RECORDS SHOWN section start
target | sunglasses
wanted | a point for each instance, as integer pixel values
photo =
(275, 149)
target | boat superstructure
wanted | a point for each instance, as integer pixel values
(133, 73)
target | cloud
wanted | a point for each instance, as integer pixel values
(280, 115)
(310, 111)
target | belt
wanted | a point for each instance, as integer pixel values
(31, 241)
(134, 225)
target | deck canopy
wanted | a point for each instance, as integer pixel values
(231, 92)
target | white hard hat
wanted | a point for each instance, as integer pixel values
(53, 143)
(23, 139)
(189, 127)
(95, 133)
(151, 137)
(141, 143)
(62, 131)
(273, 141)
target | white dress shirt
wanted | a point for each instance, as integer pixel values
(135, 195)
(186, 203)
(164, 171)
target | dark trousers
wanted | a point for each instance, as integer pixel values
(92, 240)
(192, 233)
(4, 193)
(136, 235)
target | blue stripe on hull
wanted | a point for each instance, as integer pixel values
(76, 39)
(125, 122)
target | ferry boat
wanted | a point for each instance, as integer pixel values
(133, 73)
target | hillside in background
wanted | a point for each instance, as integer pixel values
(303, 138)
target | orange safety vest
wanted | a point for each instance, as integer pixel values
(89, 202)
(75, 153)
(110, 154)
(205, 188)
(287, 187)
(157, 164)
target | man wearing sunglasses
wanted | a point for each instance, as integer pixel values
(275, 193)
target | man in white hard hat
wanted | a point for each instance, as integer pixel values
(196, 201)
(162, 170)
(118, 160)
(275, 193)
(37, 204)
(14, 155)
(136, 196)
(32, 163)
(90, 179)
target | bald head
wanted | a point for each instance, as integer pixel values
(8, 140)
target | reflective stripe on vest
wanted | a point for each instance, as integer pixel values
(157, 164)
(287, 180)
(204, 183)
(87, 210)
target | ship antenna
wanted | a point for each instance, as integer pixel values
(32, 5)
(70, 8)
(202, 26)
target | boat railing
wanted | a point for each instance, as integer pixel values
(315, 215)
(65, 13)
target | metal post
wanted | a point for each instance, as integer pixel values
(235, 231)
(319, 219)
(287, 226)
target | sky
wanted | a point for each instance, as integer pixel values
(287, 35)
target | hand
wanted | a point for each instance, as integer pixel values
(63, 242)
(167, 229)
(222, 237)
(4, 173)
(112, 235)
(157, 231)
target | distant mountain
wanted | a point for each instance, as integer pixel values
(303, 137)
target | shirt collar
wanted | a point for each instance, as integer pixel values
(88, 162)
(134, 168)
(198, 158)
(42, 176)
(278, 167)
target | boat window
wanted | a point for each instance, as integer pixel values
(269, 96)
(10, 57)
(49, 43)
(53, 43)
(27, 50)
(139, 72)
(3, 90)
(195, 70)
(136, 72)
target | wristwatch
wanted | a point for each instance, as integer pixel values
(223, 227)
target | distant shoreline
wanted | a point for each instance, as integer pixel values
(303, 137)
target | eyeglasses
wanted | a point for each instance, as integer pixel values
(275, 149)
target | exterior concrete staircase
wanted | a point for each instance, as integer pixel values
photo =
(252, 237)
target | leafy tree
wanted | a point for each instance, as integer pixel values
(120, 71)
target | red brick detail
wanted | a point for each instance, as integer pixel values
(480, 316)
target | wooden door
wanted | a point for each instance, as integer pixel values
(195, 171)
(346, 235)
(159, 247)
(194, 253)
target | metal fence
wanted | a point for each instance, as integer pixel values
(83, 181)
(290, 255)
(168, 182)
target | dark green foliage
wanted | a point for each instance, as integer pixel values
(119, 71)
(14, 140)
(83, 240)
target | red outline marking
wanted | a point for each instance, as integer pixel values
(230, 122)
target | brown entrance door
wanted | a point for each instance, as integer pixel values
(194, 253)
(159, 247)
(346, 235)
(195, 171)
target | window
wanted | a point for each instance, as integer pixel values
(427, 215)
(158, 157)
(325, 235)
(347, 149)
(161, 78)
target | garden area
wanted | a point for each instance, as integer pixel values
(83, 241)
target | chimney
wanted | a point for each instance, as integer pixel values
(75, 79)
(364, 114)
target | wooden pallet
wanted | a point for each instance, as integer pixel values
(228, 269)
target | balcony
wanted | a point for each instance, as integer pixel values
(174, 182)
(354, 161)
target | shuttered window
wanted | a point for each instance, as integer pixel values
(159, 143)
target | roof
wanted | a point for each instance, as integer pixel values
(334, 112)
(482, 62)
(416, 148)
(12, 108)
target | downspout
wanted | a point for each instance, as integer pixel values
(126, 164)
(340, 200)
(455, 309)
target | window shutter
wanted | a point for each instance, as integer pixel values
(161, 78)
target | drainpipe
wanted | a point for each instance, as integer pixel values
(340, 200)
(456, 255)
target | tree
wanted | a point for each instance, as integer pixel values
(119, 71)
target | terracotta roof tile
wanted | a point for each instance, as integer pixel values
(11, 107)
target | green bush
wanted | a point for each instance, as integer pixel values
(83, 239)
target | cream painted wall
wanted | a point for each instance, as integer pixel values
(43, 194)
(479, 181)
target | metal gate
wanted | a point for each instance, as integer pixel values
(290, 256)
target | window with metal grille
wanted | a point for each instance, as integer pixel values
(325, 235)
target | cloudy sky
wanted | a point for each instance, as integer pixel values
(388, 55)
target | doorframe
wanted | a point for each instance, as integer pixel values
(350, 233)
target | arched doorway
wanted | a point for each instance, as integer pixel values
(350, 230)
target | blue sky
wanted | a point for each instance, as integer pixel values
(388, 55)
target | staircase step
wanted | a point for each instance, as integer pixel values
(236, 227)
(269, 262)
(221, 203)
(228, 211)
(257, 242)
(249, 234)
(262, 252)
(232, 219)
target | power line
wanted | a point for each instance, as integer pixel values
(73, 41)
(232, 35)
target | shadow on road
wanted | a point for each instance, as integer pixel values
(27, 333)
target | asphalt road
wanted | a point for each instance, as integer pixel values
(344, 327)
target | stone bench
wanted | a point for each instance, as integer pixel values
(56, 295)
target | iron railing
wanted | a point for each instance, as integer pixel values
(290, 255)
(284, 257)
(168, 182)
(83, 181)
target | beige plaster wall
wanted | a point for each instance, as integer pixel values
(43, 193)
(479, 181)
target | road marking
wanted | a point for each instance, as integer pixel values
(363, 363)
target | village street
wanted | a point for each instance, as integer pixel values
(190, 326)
RECORDS SHOWN section end
## WHAT THIS TASK INVOLVES
Using the material above, extract the line that contains "target | staircase step" and every line after it, exactly as given; stop at the last line.

## TASK RESPONSE
target | staircase step
wanted | a point for each instance, as integer pixel values
(236, 227)
(269, 262)
(221, 203)
(228, 211)
(257, 242)
(249, 234)
(262, 252)
(232, 219)
target | power line
wanted | a point for each instance, as integer pixel values
(73, 41)
(232, 35)
target | shadow on road
wanted | a point for each instance, as integer pixel values
(27, 333)
target | asphalt road
wanted | a point for each instance, as integer pixel values
(344, 327)
target | stone bench
wanted | a point for each instance, as integer pixel values
(56, 295)
target | iron railing
wanted | a point for each instance, as integer pixel values
(290, 255)
(284, 257)
(168, 182)
(83, 181)
target | beige plaster wall
wanted | a point for each instance, as integer pixel values
(43, 193)
(479, 181)
target | road marking
wanted | a point for each instance, as integer pixel values
(363, 363)
target | village street
wanted | a point for each instance, as integer pixel values
(190, 326)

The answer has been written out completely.